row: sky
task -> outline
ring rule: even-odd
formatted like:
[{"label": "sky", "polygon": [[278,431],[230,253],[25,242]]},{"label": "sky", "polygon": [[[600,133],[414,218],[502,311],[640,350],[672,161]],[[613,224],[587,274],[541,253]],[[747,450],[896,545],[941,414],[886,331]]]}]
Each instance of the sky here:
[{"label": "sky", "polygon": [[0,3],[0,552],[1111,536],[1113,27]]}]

*AIM:*
Reproduce the lines above without any alteration.

*ANSWER IN FULL:*
row: sky
task -> outline
ring rule: even-odd
formatted like:
[{"label": "sky", "polygon": [[278,431],[230,253],[25,242]]},{"label": "sky", "polygon": [[[600,133],[414,218],[502,311],[640,350],[672,161]],[[613,224],[587,274],[541,253]],[[747,450],[896,545],[941,414],[886,331]]]}]
Each instance of the sky here:
[{"label": "sky", "polygon": [[0,3],[0,552],[1111,536],[1113,27]]}]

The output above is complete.